* _Extract provided_:
Laura 10K finish line.jpg

I have always been an excellent spectator.From the day 5-year-old Jenny played her first softball game, I was that mom always there on the bleachers with my cushion and my backpack of toys and my bag of snacks.

In the early 1980s it was Jenny in gymnastics and Lindsay in softball, then both in swimming and track and volleyball and basketball. A decade later, it was Kelly and Hannah in dance, Hannah in club volleyball. Later still, it was Drew and Maddie in T-ball, then Drew in track and football, Maddie in volleyball.

As my grandchildren came along, I cheered for Grace and Sadie’s martial arts, Claire’s running club and robotics team, Max’s soccer. The latest crop of grands – Ava, James, Damian, Marley, Savannah and Logan -- are all under age 6, so it’s anyone’s guess what sports and activities they will choose.

But one thing is certain: Nana will be there, rooting them on.

I never thought I’d be on the other side of the equation, though. The idea of me doing anything remotely resembling a sport while my family cheered me on? Fuhgeddaboudit.

I’d chortle at the thought, then have another handful of Cheetos.

And then a thing happened.

Hannah married a dedicated runner in 2016, and over the past couple of years she has joined the ranks of those whose idea of a good time is measured in miles. Lindsay and Maddie have also fallen under the spell of the running bug, and are entering 5K races and “fun runs.”

Kelly, who is a hotel manager at Walt Disney World, let her sisters know about the company’s Princess Marathon Weekend – a series of races run over a weekend in February each year, with a different Disney princess as the “mascot” of each distance.

* _What is needed_: Continue the personal essay about the spectator mother who takes up running, picking up after its last sentence.

* _Listed entries_:
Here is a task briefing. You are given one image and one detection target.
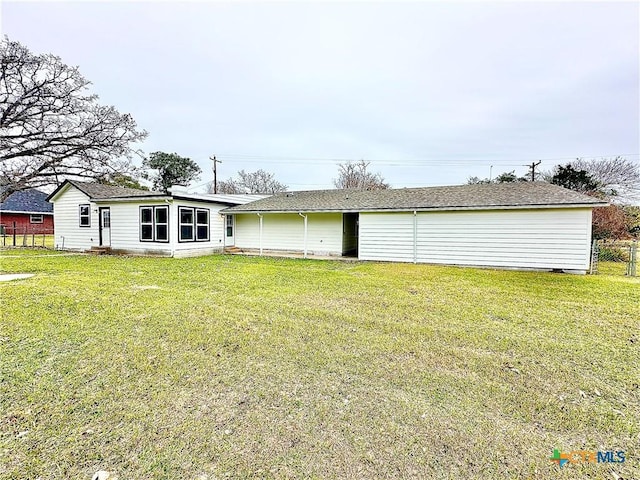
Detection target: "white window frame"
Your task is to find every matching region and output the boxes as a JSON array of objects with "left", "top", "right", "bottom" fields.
[
  {"left": 194, "top": 208, "right": 211, "bottom": 242},
  {"left": 178, "top": 207, "right": 196, "bottom": 243},
  {"left": 138, "top": 205, "right": 169, "bottom": 243},
  {"left": 178, "top": 207, "right": 211, "bottom": 243}
]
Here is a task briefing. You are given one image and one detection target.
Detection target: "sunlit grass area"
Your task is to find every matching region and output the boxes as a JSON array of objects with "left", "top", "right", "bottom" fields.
[{"left": 0, "top": 252, "right": 640, "bottom": 480}]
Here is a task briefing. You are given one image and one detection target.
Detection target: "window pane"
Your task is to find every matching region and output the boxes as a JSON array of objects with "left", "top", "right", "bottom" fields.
[
  {"left": 156, "top": 207, "right": 169, "bottom": 223},
  {"left": 180, "top": 225, "right": 193, "bottom": 240},
  {"left": 140, "top": 208, "right": 153, "bottom": 223},
  {"left": 196, "top": 210, "right": 209, "bottom": 225},
  {"left": 156, "top": 225, "right": 169, "bottom": 242},
  {"left": 196, "top": 225, "right": 209, "bottom": 240},
  {"left": 140, "top": 225, "right": 153, "bottom": 240},
  {"left": 180, "top": 208, "right": 193, "bottom": 223}
]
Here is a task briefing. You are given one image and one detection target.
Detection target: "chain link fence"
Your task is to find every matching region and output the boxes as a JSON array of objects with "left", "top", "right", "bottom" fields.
[{"left": 590, "top": 240, "right": 638, "bottom": 277}]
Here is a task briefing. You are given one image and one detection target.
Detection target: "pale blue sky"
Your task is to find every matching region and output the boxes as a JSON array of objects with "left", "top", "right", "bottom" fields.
[{"left": 0, "top": 1, "right": 640, "bottom": 189}]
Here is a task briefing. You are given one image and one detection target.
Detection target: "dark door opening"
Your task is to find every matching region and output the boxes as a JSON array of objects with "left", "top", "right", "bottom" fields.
[{"left": 342, "top": 213, "right": 359, "bottom": 258}]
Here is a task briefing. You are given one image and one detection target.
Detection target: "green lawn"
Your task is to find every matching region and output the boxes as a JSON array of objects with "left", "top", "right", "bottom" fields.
[{"left": 0, "top": 252, "right": 640, "bottom": 480}]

* _Response to the exercise_:
Next thing I know, it’s June of 2018 and the girls are all signing up for it and urging me to join them.

Well, I’m nobody’s dummy. I know that a 10K race is SIX MILES LONG.

I recognized immediately what a bad idea it would be to commit myself to that kind of an activity. I get winded just reading about people running. I understand my own limits, and it struck me as pretty much the height of stupidity to risk dying of a heart attack just to earn a silly Mulan medal.

So, of course, I signed up.

The next few months were a blur of training. I bought running shoes, unearthed my earbuds and downloaded a hefty playlist. The first day, a half-mile walk around the school track took 20 minutes and I was puffing like a blowfish, but I kept at it, my faithful training buddy husband beside me.

We gradually increased our distances and brought down our times, to the point where I was walking 3 miles on the treadmill at the Y in the time it took to watch one episode of “Chopped.”

As race day grew closer, my apprehension grew. This is a timed race, and there would be a group of walkers at the back, marked by balloons floating over their heads, keeping a steady 16-minute-per-mile pace, the course minimum.

Could I keep that pace? Or would I be “swept,” as they call being pulled off the course and ushered into a bus to be driven to the finish line with the other stragglers? Could I vindicate my family’s confidence in me?

And I wondered: Is this how my kids felt all those years, in the starting blocks? Did they feel this sinking sensation in the pit of their stomachs when family bragged, “Oh, she’s going to do great!”

On Feb. 23, I found myself in the start corral with 12,000 other racers, rarin’ to go. It was do-or-die time, and let me tell you, I thought more than once I was going to die. I would walk a while, run a bit, walk some more, and it got tougher and tougher as the miles went by.

But every time I wanted to quit, I thought about the way my family had been bragging about me, and I felt their love and pride. Kelly walked and ran beside me, and kept up a steady stream of encouragement that eventually spread to other runners around us.

I began to run out of gas around Mile 5, and those last thousand yards were hellish. I finished the 6.2 miles among the balloon ladies, moments from being swept.

But finish I did. Got the medal to prove it.

And now I know why people do it. It’s the satisfaction of working your body to its limits, training to meet a goal, striving to come up to the expectations of those you care about. The pain and exhaustion was wiped away in a heartbeat when I rounded the last curve and saw my family, beaming at me from beyond the finish line.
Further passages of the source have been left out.